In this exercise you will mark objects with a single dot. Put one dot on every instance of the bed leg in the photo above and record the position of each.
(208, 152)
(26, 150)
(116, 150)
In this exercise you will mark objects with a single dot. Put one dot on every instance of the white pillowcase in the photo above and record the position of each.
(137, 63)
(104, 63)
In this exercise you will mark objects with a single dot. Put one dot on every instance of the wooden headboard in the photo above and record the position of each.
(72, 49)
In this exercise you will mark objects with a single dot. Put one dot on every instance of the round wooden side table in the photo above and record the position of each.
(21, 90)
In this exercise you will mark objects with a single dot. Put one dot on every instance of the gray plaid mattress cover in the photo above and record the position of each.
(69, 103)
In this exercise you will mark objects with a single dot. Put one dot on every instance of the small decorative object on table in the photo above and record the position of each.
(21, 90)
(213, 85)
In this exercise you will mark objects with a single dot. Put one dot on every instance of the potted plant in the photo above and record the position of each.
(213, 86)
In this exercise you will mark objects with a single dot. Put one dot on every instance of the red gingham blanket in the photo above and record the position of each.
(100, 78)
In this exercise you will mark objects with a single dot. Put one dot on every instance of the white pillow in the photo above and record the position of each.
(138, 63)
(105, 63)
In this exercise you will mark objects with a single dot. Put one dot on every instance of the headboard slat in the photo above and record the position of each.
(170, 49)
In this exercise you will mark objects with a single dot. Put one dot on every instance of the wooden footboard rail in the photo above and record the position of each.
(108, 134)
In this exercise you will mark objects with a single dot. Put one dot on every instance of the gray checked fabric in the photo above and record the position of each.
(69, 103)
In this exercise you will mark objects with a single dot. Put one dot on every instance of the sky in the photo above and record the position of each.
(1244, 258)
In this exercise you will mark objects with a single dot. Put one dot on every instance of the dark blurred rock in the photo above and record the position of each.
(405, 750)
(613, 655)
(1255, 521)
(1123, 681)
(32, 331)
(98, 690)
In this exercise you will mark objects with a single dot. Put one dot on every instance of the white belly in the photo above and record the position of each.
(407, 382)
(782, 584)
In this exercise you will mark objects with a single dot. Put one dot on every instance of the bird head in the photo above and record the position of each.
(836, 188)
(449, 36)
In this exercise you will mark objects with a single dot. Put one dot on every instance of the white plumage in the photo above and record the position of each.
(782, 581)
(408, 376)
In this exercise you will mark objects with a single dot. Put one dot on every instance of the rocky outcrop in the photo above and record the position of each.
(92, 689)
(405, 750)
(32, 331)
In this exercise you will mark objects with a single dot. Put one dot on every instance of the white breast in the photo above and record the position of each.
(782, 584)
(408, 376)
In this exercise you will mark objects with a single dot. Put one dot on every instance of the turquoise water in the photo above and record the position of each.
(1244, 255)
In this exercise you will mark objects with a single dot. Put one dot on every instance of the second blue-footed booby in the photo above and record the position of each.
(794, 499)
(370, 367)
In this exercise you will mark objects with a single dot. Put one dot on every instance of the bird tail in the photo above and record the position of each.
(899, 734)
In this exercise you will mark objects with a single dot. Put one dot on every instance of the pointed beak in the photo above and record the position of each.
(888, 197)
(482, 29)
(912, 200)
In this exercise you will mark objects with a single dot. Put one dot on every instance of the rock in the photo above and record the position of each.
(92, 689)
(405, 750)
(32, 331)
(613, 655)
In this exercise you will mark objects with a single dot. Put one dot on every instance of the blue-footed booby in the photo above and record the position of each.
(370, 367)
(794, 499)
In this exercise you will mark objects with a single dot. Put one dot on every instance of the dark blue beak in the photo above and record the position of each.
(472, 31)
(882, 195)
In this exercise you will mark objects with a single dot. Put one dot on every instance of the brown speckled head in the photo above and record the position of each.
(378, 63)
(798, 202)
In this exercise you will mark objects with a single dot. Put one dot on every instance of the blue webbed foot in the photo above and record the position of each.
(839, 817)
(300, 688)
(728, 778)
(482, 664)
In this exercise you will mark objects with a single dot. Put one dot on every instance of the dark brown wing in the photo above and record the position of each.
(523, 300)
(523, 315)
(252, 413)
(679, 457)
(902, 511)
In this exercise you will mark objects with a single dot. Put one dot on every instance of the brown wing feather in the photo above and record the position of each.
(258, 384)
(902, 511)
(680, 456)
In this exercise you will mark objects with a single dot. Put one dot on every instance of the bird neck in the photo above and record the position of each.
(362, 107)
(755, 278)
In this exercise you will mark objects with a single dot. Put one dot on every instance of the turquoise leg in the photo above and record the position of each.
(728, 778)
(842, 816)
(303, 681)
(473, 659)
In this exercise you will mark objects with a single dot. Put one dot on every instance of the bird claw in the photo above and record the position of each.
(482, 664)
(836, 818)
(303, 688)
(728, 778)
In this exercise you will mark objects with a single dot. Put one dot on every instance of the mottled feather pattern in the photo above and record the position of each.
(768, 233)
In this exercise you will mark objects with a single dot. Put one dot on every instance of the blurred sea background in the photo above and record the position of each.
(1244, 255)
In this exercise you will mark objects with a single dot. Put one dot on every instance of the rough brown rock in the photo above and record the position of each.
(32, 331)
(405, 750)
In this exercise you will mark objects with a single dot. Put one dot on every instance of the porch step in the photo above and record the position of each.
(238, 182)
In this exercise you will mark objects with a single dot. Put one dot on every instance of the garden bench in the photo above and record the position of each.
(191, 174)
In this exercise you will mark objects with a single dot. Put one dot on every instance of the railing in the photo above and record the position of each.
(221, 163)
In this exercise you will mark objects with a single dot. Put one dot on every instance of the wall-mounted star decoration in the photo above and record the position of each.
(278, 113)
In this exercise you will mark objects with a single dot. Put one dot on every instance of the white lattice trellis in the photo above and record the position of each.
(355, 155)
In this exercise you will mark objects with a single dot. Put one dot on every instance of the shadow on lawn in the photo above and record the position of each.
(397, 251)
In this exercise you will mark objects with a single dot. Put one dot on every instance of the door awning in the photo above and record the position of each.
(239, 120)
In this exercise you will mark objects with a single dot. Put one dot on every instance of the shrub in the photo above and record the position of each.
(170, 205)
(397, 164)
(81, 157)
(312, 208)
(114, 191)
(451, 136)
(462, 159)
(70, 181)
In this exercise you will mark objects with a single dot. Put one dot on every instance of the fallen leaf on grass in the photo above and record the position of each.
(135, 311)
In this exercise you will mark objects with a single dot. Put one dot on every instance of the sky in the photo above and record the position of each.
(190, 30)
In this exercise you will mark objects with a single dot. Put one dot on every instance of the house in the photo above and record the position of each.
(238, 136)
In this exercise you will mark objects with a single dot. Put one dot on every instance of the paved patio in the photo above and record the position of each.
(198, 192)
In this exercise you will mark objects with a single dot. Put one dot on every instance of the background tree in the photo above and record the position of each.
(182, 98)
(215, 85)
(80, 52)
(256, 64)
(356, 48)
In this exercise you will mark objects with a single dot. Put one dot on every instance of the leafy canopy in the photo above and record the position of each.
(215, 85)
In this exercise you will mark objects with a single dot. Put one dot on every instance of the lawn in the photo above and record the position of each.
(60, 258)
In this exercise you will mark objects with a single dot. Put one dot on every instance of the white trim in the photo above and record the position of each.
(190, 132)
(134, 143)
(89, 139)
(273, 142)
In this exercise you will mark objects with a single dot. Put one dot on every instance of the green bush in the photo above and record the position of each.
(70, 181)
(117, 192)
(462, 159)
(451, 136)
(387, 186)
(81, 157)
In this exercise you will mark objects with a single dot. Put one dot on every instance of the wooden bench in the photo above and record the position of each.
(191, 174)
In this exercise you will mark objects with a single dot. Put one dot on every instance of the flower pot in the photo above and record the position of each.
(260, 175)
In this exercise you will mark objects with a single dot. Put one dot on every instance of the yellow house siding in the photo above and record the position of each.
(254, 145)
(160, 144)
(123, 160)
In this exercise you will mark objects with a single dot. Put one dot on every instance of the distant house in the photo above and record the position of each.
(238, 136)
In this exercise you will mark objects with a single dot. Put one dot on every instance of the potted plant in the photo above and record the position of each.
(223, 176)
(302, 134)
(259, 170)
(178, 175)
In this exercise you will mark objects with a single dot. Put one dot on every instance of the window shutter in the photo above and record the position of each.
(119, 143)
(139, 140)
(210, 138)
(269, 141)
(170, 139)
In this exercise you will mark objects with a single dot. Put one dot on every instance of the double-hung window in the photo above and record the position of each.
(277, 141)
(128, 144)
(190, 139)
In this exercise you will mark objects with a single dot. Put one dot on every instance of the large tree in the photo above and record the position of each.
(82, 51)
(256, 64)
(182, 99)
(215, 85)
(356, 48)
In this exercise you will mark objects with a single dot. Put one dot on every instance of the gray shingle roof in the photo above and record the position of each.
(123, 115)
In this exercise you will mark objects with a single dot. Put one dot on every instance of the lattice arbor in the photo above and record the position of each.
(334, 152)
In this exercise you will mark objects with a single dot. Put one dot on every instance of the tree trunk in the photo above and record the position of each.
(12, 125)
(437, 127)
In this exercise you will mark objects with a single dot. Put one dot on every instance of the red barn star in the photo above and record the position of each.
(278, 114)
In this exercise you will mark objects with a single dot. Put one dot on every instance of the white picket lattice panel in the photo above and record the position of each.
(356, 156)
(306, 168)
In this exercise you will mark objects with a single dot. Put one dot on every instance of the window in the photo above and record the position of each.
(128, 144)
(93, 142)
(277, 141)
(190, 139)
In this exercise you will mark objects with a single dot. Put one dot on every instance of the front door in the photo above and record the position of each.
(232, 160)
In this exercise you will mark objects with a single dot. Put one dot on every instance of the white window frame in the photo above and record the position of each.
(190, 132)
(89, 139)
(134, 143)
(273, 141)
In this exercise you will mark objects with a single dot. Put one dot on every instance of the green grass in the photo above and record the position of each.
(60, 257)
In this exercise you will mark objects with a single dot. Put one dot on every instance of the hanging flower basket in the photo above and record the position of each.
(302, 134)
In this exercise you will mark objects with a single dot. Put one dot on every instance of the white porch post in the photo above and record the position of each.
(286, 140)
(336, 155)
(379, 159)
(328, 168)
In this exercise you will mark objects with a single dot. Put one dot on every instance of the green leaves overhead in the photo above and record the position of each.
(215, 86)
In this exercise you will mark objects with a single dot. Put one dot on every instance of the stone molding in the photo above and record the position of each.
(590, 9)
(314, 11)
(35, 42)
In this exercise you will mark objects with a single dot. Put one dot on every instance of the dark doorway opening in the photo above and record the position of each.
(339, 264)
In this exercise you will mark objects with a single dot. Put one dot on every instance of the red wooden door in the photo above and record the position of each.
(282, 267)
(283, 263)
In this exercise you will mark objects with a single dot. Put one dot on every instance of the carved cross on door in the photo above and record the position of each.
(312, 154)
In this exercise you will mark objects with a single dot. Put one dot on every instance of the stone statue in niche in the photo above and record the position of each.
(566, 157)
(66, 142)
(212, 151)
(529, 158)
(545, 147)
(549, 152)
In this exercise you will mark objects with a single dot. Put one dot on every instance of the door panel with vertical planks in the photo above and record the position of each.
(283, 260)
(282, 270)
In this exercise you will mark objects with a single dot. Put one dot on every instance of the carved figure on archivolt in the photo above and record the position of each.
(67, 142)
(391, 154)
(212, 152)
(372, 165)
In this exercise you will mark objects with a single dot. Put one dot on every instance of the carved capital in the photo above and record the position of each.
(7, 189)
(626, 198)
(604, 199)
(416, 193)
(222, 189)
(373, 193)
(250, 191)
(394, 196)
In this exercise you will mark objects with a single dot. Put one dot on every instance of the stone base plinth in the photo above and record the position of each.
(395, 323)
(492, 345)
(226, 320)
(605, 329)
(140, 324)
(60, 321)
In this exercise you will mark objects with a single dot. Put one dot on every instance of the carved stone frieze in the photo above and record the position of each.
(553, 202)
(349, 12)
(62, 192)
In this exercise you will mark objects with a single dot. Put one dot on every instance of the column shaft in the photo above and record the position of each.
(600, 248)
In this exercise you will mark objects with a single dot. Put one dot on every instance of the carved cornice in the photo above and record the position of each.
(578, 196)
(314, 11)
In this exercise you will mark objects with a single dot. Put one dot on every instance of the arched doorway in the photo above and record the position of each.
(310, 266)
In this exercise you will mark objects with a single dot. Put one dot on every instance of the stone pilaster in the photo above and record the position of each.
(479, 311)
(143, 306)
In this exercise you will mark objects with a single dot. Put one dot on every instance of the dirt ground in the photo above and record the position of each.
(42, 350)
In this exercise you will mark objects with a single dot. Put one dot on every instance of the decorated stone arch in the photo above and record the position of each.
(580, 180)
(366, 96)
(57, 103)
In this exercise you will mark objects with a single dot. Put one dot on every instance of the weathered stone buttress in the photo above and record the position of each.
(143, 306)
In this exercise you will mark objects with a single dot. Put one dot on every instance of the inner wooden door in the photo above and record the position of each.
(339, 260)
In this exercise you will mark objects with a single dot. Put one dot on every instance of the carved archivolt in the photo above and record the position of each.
============================================================
Task goal - Reproduce nothing but the lines from the line containing "the carved stone" to the last line of the data, each exactly as written.

Exercise response -
In this exercise you will mark objects with a single dot. Put one dot on every instance of the carved stone frieze in the photo above and record the position of each.
(553, 202)
(349, 12)
(62, 192)
In this exercise you will mark objects with a single dot. Put one dot on every instance of the column shaft in the photo above and record the position of each.
(600, 248)
In this exercise you will mark objects with a single dot. Put one dot on every instance of the carved cornice in the photo above and record the position of each.
(578, 196)
(314, 11)
In this exercise you will mark objects with a single dot. Put one dot on every instance of the arched doorway in the photo above and record the position of each.
(310, 266)
In this exercise you will mark objects with a single dot. Put one dot on every instance of the stone pilaster in the photo above and record the position of each.
(479, 311)
(143, 306)
In this exercise you will mark objects with a single dot. Put one dot on every instance of the dirt ground in the photo above and record the position of each.
(42, 350)
In this exercise you will mark objects with a single dot. Put one dot on every instance of the decorated stone arch in the photo above and record the position of each.
(580, 180)
(366, 96)
(57, 103)
In this exercise you will mark objects with a single dot. Put one dot on every instance of the weathered stone buttress in the photo above and record the position of each.
(143, 306)
In this exercise you will mark objects with a single dot. Put one dot on every instance of the inner wooden door in the photo above and record the position of each.
(339, 260)
In this exercise you will mark objects with a single dot. Put one dot on every instance of the carved archivolt in the photo above and record the position of each.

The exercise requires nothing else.